====== Records to process ======
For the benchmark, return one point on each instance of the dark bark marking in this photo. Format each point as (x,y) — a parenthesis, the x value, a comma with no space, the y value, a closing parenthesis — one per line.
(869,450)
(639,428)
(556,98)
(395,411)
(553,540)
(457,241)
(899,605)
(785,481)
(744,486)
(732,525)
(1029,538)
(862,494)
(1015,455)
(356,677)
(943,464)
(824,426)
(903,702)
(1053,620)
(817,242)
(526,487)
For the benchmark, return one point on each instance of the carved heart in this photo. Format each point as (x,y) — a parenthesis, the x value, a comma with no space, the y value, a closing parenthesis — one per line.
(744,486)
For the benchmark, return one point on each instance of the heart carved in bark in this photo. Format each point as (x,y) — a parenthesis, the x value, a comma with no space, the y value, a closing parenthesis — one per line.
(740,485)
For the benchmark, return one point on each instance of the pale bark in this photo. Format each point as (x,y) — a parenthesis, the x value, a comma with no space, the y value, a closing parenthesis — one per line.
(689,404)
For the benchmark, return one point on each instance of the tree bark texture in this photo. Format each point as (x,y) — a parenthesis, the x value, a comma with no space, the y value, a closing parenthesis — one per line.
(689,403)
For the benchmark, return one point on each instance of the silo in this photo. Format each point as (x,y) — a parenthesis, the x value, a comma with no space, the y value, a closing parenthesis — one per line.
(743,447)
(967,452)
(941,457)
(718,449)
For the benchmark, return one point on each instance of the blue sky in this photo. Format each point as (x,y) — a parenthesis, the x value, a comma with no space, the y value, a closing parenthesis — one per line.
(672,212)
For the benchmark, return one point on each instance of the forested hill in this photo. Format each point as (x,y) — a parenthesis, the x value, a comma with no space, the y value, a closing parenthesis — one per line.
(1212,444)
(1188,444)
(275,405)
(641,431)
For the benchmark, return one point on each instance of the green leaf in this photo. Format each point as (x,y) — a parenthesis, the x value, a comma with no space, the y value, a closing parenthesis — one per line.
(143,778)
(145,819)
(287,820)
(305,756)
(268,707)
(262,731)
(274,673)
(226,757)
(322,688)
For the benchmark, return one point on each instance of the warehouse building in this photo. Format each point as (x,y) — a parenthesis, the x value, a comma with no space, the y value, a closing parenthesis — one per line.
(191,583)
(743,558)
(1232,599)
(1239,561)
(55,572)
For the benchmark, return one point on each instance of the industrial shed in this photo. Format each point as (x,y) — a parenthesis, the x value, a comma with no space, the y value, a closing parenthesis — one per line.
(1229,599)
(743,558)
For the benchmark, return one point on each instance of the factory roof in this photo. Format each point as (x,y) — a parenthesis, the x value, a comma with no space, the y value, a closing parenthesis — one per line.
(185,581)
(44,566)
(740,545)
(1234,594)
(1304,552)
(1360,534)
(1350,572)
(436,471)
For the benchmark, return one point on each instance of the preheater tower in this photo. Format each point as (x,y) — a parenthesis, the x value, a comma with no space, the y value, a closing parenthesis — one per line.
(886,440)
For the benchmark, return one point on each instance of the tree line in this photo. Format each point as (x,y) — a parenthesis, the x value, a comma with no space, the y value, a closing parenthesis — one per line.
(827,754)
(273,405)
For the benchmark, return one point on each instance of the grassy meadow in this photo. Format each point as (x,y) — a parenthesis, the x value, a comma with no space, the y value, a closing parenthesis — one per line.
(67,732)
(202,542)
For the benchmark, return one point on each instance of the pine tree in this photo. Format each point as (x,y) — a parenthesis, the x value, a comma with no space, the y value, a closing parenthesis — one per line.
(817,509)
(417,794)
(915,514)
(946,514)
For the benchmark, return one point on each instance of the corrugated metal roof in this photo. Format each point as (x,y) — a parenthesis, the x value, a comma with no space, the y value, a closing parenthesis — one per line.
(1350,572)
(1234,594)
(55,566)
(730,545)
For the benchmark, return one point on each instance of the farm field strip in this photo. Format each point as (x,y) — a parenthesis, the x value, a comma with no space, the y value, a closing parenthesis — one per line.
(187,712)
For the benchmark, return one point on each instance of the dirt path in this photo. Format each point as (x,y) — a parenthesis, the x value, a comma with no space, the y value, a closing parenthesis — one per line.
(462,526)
======
# Stated task:
From the line containing "of the preheater" to the last line of the material, please quote every line exactly and only those.

# Exercise result:
For the benchmark, return one point on each instance of the preheater tower in this photo. Format each point as (x,y) — a parenthesis, the x value, a comma with no space, the y value, a closing parenthesis — one per line.
(886,440)
For the benchmark, return one point on each instance of the tree line in this photo. Format each point as (x,y) — a parenthesis, the x value, a comma with no space, the y value, a closing parenthesis — one per line.
(827,754)
(273,405)
For the benchmark, return one point on each instance of the grassy meadow in this photo. Format each point as (x,y) — a parenthesis, the x value, a comma with no space, the y value, a closing parenthesis — one per line.
(67,732)
(202,542)
For the benchmark, return one point on each instance of the pine tree in this photo. Format each point as (x,y) — a parenthesis, the x value, a comma with no space, the y value, a closing parenthesis — one per line.
(817,509)
(417,794)
(915,514)
(946,514)
For the benchmark, return one point on each instance of the corrugated metal roof in this photo. Format each point as (x,y) — a parenthesis, the x value, a comma with no space, the y value, a closing parenthesis — one per line.
(1350,572)
(1234,594)
(55,566)
(730,545)
For the benchmark, return one point on each instance of the farm field strip in this photo. Format each point as (x,y) — a parenthesis, the x value, a comma with no space, the y value, a closing parenthesis — one per line.
(187,712)
For the benchmark, return one point on each instance of the dirt path in this photo. Format each point as (x,y) — a parenthesis, the x value, a comma with no space, the y value, a closing parenthesis — one per line.
(462,526)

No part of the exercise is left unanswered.